**Directions**
Rescale only the lines of the listing from the line with "woman's glasses in this photo." up to and including its last line, rewriting each of them with its requests. Multiply every point coordinate in the answers by 1.5 and round to the nearest whole number, rounding halves up.

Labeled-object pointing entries

•••

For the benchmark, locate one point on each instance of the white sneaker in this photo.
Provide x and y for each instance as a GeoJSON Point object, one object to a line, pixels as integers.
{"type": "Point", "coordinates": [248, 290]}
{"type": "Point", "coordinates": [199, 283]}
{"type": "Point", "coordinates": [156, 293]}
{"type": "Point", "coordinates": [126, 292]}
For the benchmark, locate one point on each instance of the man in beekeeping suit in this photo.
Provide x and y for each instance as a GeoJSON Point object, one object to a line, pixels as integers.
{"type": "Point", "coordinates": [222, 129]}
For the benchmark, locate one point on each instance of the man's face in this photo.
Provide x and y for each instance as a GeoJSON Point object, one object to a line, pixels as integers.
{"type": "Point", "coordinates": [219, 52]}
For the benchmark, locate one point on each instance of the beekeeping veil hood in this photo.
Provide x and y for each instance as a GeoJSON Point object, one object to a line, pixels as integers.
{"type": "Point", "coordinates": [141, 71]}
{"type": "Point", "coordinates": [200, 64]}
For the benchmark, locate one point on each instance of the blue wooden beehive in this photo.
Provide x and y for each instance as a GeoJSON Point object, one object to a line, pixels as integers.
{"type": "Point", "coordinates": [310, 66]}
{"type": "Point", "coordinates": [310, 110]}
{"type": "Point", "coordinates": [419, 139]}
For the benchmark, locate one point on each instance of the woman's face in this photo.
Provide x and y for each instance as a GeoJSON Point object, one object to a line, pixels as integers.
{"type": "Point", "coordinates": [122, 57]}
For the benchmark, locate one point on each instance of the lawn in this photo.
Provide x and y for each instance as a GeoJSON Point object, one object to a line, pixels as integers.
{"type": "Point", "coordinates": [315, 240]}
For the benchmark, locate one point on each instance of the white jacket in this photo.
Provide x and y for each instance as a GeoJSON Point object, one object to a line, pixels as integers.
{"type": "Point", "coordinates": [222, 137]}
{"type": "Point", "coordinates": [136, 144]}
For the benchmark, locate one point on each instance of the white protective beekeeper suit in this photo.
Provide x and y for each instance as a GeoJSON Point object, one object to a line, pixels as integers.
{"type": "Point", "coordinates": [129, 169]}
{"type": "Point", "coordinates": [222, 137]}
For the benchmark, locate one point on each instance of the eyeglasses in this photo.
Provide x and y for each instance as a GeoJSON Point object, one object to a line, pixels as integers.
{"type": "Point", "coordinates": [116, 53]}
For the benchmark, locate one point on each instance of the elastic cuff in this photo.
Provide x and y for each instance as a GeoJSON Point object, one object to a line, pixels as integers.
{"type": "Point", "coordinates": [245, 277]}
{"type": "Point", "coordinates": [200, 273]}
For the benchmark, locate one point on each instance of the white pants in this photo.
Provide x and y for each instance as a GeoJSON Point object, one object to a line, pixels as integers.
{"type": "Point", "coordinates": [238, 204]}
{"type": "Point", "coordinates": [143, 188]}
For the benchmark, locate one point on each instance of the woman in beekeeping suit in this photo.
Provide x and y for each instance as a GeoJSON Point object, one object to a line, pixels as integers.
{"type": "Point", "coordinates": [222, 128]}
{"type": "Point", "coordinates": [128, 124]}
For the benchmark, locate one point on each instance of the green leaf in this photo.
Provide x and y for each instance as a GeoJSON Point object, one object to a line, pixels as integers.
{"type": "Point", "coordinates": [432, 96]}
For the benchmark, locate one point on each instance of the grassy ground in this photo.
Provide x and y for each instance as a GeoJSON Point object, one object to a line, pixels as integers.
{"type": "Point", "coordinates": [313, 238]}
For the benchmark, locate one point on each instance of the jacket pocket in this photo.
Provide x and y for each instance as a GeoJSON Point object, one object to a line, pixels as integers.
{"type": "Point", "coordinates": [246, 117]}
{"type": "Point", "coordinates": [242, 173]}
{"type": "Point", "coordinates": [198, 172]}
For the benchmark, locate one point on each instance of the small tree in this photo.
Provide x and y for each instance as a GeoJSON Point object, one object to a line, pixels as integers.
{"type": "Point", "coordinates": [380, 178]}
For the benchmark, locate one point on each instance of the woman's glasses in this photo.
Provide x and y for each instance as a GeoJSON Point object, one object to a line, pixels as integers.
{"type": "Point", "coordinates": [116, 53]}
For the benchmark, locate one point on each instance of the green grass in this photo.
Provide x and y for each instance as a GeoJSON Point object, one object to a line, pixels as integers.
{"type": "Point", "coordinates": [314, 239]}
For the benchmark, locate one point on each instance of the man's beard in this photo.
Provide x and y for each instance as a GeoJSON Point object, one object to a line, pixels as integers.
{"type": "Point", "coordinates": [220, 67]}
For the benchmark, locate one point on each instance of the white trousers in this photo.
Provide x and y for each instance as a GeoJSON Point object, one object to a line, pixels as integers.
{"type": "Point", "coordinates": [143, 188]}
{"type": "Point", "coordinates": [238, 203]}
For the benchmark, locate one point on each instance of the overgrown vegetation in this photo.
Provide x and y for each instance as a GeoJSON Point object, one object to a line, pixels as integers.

•••

**Finished answer**
For the benchmark, locate one point on each instance of the woman's glasses in this photo.
Provide x and y for each instance as a GeoJSON Point object, one object to a line, pixels as integers.
{"type": "Point", "coordinates": [174, 80]}
For the benchmark, locate one point on each instance of the green grass in this photo.
Provide x and y for each instance as a GeoJSON Point object, one object to a line, pixels as integers.
{"type": "Point", "coordinates": [471, 359]}
For the benchmark, locate one point on each instance of the man's beard in this photo.
Provide x and y for each instance as a GeoJSON Point object, one object to a line, pixels as integers.
{"type": "Point", "coordinates": [330, 101]}
For the benchmark, locate one point on each instance of the white trousers in this photo.
Provide x and y for each instance as a GeoJSON Point object, one object to a line, pixels as integers.
{"type": "Point", "coordinates": [215, 282]}
{"type": "Point", "coordinates": [357, 305]}
For the benchmark, locate one point on each instance of the overgrown vegetation in this photo.
Provide x and y for each instance as a GeoJSON Point object, one object to a line, pixels as integers.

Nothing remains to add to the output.